WHAT IS ASKED:
Return each line of the records below that contains the string "fabric". Case matters.

── RECORDS PROVIDED

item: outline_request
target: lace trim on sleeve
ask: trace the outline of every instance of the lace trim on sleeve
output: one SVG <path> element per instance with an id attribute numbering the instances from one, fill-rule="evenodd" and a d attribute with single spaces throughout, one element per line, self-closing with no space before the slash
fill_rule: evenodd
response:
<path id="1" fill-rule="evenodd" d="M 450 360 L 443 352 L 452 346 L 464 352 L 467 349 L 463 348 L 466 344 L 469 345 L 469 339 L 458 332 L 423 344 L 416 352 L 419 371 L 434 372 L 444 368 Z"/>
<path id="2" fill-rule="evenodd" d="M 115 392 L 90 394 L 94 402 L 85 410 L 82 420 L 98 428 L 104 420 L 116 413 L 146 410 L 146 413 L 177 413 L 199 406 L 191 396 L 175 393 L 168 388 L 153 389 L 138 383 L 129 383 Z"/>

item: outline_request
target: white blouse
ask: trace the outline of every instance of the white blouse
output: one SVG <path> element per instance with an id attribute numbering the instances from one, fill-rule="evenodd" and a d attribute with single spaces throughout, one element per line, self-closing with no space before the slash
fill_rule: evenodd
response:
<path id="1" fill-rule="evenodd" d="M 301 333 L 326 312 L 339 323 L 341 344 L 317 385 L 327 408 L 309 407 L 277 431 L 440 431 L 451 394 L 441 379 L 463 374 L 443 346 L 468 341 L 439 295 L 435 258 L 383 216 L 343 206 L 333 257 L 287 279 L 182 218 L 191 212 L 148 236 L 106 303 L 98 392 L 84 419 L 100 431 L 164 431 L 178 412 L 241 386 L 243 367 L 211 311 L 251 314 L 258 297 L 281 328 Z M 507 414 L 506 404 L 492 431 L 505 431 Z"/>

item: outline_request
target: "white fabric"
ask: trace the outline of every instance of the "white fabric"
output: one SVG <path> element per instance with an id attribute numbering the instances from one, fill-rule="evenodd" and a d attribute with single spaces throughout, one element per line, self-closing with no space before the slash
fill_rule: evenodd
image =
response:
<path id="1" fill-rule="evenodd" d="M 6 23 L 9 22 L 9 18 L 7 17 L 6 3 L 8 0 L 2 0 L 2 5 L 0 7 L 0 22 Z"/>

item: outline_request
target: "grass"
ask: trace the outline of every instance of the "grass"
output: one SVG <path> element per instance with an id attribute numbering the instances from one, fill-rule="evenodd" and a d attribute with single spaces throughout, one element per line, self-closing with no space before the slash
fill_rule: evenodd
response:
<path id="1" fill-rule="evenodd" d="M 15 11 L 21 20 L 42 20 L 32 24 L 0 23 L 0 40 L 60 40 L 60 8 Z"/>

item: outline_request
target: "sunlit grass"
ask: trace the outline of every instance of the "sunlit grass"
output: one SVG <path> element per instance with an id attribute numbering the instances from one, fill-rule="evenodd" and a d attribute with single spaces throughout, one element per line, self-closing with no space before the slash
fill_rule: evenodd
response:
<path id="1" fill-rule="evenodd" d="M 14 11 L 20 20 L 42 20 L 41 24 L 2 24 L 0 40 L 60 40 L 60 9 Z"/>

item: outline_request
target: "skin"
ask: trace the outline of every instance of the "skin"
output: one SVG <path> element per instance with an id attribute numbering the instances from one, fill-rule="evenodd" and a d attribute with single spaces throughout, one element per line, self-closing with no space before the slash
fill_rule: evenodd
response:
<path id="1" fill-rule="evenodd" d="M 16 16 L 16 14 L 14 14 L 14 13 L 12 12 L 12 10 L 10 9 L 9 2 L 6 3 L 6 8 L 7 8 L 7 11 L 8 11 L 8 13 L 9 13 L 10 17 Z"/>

────
── RECORDS PROVIDED

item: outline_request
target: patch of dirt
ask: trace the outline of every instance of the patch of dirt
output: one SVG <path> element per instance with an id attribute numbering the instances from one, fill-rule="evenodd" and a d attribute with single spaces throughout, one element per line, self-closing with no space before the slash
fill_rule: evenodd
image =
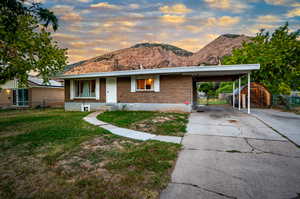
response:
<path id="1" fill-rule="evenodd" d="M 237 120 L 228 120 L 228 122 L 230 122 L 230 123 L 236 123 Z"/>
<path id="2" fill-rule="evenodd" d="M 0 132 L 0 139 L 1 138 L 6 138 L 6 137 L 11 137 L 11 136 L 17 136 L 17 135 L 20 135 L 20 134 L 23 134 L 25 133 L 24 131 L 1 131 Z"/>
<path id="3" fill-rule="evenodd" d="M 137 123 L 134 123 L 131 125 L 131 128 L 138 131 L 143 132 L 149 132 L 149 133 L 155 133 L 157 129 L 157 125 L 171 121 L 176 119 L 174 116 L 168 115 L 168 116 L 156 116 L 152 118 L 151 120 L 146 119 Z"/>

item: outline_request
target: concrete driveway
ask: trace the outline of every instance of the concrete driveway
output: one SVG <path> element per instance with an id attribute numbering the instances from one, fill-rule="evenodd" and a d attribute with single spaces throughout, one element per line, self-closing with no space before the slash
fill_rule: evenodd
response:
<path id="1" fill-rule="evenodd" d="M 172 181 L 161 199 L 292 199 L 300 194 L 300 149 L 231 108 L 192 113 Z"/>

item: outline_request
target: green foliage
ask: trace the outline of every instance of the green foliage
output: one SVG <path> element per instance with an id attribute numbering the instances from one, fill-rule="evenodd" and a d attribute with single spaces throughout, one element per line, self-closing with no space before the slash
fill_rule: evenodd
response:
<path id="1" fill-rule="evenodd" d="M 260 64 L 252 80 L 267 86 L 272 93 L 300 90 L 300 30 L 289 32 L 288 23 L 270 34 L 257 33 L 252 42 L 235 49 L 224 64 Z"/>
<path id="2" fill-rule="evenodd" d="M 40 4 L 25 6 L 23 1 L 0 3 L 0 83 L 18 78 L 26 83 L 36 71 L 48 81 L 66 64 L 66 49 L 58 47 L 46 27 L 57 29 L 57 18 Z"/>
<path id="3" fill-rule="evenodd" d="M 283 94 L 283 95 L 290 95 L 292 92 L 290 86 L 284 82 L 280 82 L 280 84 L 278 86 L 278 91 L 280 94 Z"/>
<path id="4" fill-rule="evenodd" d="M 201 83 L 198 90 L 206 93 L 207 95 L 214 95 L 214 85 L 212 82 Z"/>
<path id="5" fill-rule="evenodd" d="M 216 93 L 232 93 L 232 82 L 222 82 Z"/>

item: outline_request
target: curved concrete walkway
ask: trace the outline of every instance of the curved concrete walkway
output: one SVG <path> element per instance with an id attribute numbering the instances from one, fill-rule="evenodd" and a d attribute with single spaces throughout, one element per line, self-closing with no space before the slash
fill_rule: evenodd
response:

────

PROBLEM SOLUTION:
target: "white fabric"
ask: trace the outline of every instance of the "white fabric"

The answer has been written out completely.